** start DATA **
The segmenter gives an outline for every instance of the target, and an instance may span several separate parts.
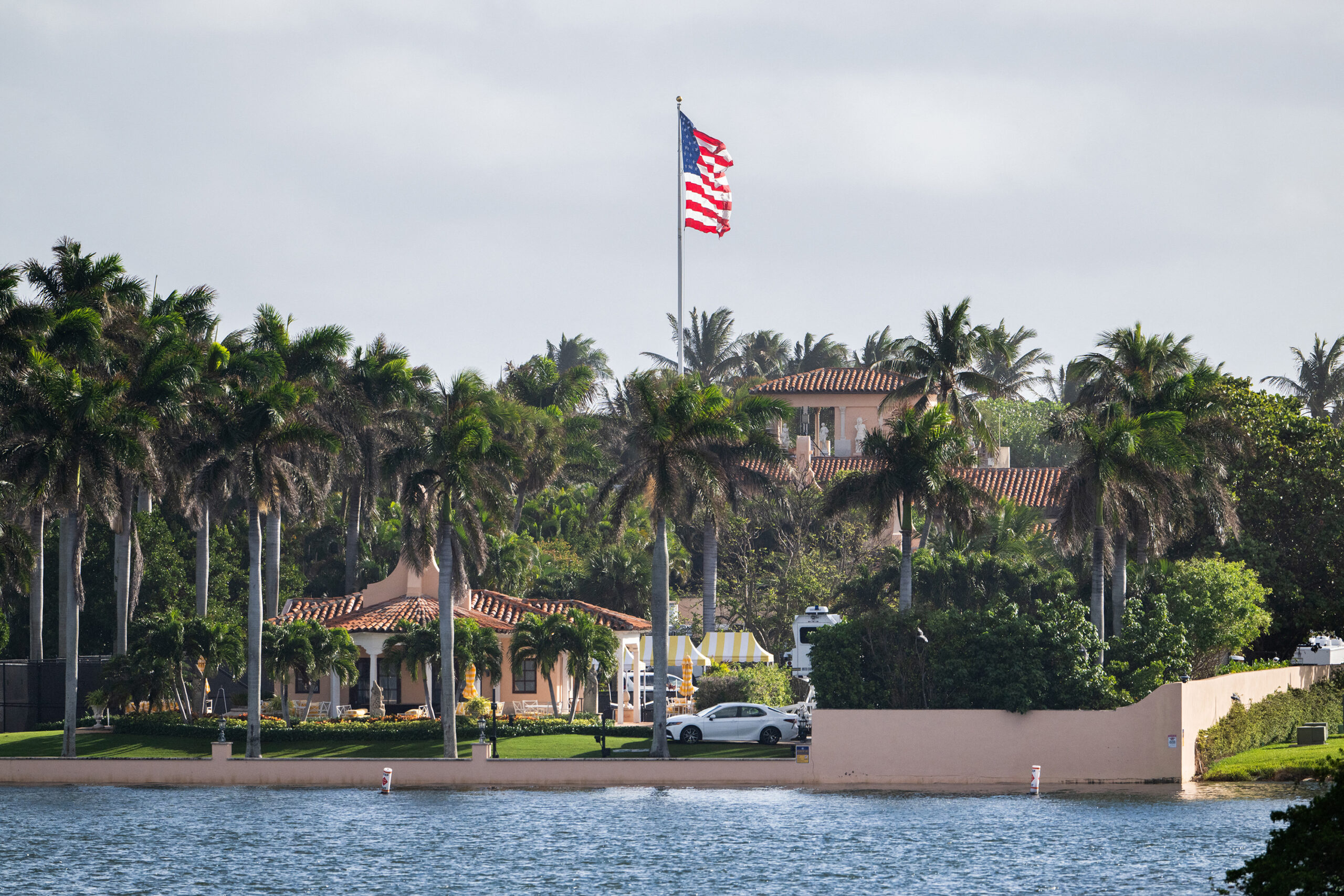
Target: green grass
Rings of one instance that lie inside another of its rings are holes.
[[[1327,756],[1337,756],[1344,735],[1324,744],[1270,744],[1222,759],[1204,774],[1204,780],[1301,780],[1318,778]]]
[[[460,756],[472,755],[472,740],[460,740]],[[613,759],[638,759],[649,755],[648,737],[607,737],[606,746],[614,752]],[[714,759],[789,759],[792,744],[695,744],[692,747],[673,743],[676,758]],[[157,737],[152,735],[79,735],[77,750],[86,758],[141,758],[172,759],[200,758],[210,755],[210,742],[191,737]],[[234,746],[234,755],[242,752],[242,746]],[[0,733],[0,756],[59,756],[59,731],[22,731]],[[270,759],[434,759],[444,755],[444,744],[438,740],[312,740],[278,743],[267,746],[262,742],[262,755]],[[503,759],[597,759],[601,755],[597,742],[590,735],[539,735],[535,737],[505,737],[500,740]]]

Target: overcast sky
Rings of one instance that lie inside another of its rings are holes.
[[[0,263],[63,235],[441,375],[668,352],[675,97],[737,165],[687,308],[851,345],[973,300],[1060,360],[1344,333],[1344,5],[0,3]]]

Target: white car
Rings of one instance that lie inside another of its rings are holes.
[[[798,716],[759,703],[720,703],[694,716],[668,719],[668,737],[684,744],[702,740],[796,740]]]

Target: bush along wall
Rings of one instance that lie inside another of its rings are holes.
[[[1297,727],[1309,721],[1324,721],[1331,731],[1344,724],[1344,669],[1312,688],[1271,693],[1250,707],[1234,703],[1231,712],[1195,739],[1196,772],[1203,775],[1219,759],[1255,747],[1292,742]]]
[[[183,724],[181,717],[173,713],[155,713],[144,716],[120,716],[116,723],[118,735],[152,735],[164,737],[199,737],[200,740],[215,740],[219,737],[218,719],[196,719],[192,724]],[[473,719],[457,720],[458,737],[476,737],[480,728]],[[485,723],[485,732],[489,736],[492,728],[489,720]],[[519,719],[508,724],[507,719],[499,720],[500,737],[527,737],[535,735],[595,735],[602,728],[595,719],[575,719],[570,724],[566,719]],[[607,725],[609,736],[646,737],[649,729],[642,725]],[[262,719],[262,743],[293,743],[312,740],[439,740],[444,736],[442,723],[433,719],[413,721],[302,721],[289,728],[284,721]],[[243,743],[247,740],[246,719],[224,720],[224,740]]]

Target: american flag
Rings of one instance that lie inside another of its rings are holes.
[[[681,113],[681,179],[685,181],[685,226],[706,234],[723,236],[728,232],[732,214],[732,191],[728,189],[728,168],[732,156],[703,130],[696,130]]]

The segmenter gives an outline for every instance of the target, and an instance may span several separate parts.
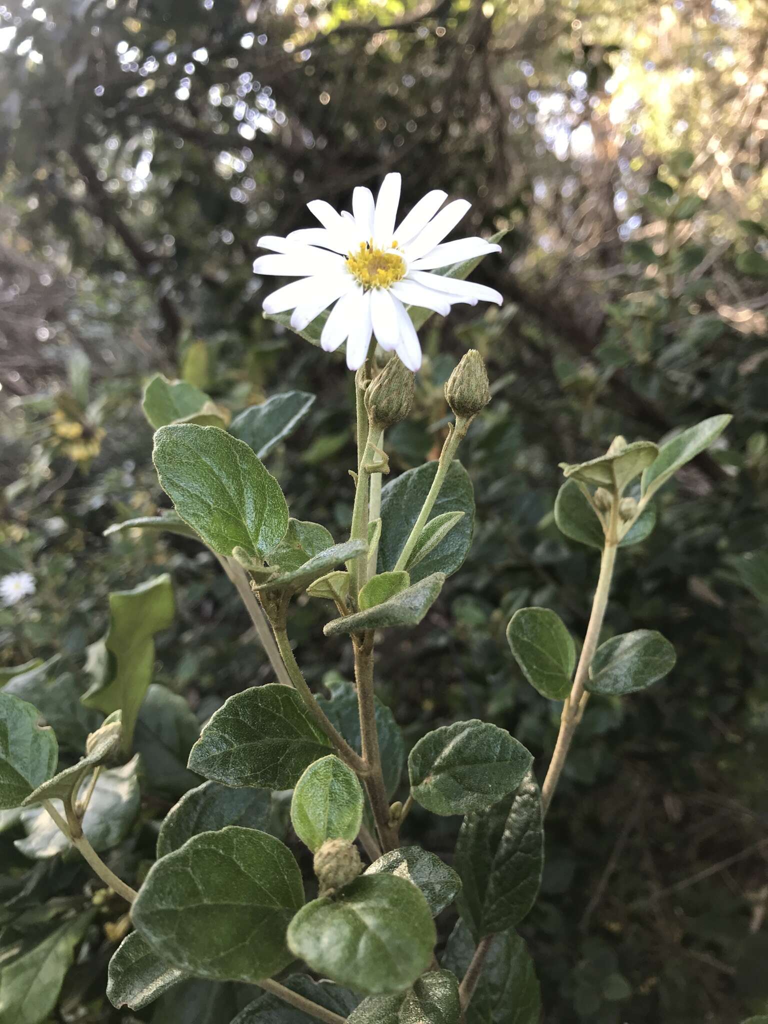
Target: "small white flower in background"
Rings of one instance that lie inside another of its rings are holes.
[[[31,572],[9,572],[0,580],[0,598],[3,604],[15,604],[23,597],[35,593],[35,578]]]
[[[421,345],[407,305],[444,316],[455,302],[502,302],[493,288],[429,272],[501,252],[501,246],[479,238],[442,242],[470,204],[459,199],[440,210],[447,193],[435,189],[396,224],[399,198],[400,175],[387,174],[375,203],[371,189],[364,187],[352,194],[352,213],[338,213],[329,203],[313,200],[307,206],[322,227],[291,231],[286,239],[259,239],[259,246],[272,255],[254,261],[255,273],[301,279],[267,295],[265,312],[293,309],[291,327],[303,331],[335,302],[321,345],[333,352],[346,341],[350,370],[362,366],[372,332],[409,370],[419,369]]]

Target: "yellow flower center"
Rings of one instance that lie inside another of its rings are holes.
[[[393,242],[392,246],[395,245]],[[360,242],[357,252],[347,255],[347,266],[366,291],[370,288],[391,288],[406,276],[406,261],[401,256],[375,249],[370,242]]]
** end DATA **
**WHAT YOU ARE ASKED TO DO:**
Quote each entry above verbatim and drop the pictures.

**EXPECTED OUTPUT:**
The segmenter gives an outline for every instance of the target, and an instance may span several separate parts.
Target: green grass
Rings of one instance that lie inside another of its rings are holes.
[[[1327,756],[1337,756],[1344,735],[1324,744],[1270,744],[1222,759],[1204,774],[1204,780],[1301,780],[1318,778]]]
[[[460,756],[472,755],[472,740],[460,740]],[[613,759],[638,759],[649,755],[648,737],[607,737],[606,746],[614,752]],[[714,759],[789,759],[792,744],[695,744],[692,747],[673,743],[676,758]],[[157,737],[152,735],[79,735],[77,750],[86,758],[141,758],[172,759],[200,758],[210,755],[210,742],[191,737]],[[234,746],[234,755],[242,752],[242,746]],[[0,733],[0,756],[59,756],[59,731],[22,731]],[[270,759],[434,759],[444,755],[444,744],[438,740],[312,740],[278,743],[267,746],[262,742],[262,755]],[[503,759],[597,759],[601,755],[597,742],[590,735],[539,735],[535,737],[505,737],[500,740]]]

Target: overcast sky
Rings of one instance that lie inside another of its rings are holes.
[[[0,263],[63,235],[441,375],[668,352],[675,97],[737,165],[687,308],[851,345],[973,300],[1060,360],[1344,333],[1344,5],[0,3]]]

Target: white car
Rings of one instance that lie inside another of its rings are holes.
[[[798,716],[759,703],[720,703],[694,716],[668,719],[668,737],[684,744],[702,740],[796,740]]]

Target: bush along wall
Rings of one instance that lie inside another of its rings are holes.
[[[1297,727],[1309,721],[1324,721],[1331,731],[1344,724],[1344,669],[1312,688],[1271,693],[1250,707],[1234,703],[1231,712],[1195,739],[1196,772],[1203,775],[1219,759],[1255,747],[1292,742]]]
[[[183,724],[181,717],[173,713],[155,713],[144,716],[120,716],[116,723],[118,735],[152,735],[164,737],[199,737],[200,740],[215,740],[219,737],[218,719],[196,719],[192,724]],[[473,719],[457,720],[458,737],[476,737],[480,728]],[[485,723],[485,732],[489,736],[492,728],[489,720]],[[519,719],[508,724],[507,719],[499,720],[500,737],[527,737],[535,735],[595,735],[602,728],[595,719],[575,719],[570,724],[566,719]],[[607,725],[609,736],[646,737],[649,729],[642,725]],[[262,719],[262,743],[293,743],[312,740],[439,740],[444,736],[442,723],[433,719],[413,721],[302,721],[289,728],[284,721]],[[243,743],[247,740],[246,719],[224,720],[224,740]]]

Target: american flag
Rings of one instance that lie inside another of its rings are holes.
[[[681,113],[681,179],[685,181],[685,226],[706,234],[723,236],[728,232],[732,214],[732,191],[728,189],[728,168],[732,156],[703,130],[696,130]]]

The segmenter gives an outline for every instance of the target, and an instance may span several separate parts.
Target: "small white flower in background"
Rings of one instance that lie inside another of its rings are holes.
[[[31,572],[9,572],[0,580],[0,598],[3,604],[15,604],[23,597],[35,593],[35,578]]]
[[[421,345],[407,305],[444,316],[455,302],[502,302],[493,288],[429,272],[501,252],[501,246],[479,238],[442,242],[470,204],[459,199],[440,210],[447,193],[435,189],[396,224],[399,198],[400,175],[387,174],[375,203],[371,189],[364,187],[352,194],[352,213],[338,213],[329,203],[313,200],[307,206],[322,227],[291,231],[286,239],[259,239],[259,246],[272,255],[254,261],[255,273],[301,279],[267,295],[265,312],[293,309],[291,327],[303,331],[335,302],[321,345],[333,352],[346,341],[350,370],[362,366],[372,332],[409,370],[419,369]]]

Target: "yellow flower center"
Rings of one instance that lie inside another of its rings are holes.
[[[393,242],[392,246],[395,245]],[[360,242],[357,252],[347,255],[347,266],[366,291],[370,288],[391,288],[406,276],[406,261],[401,256],[375,249],[370,242]]]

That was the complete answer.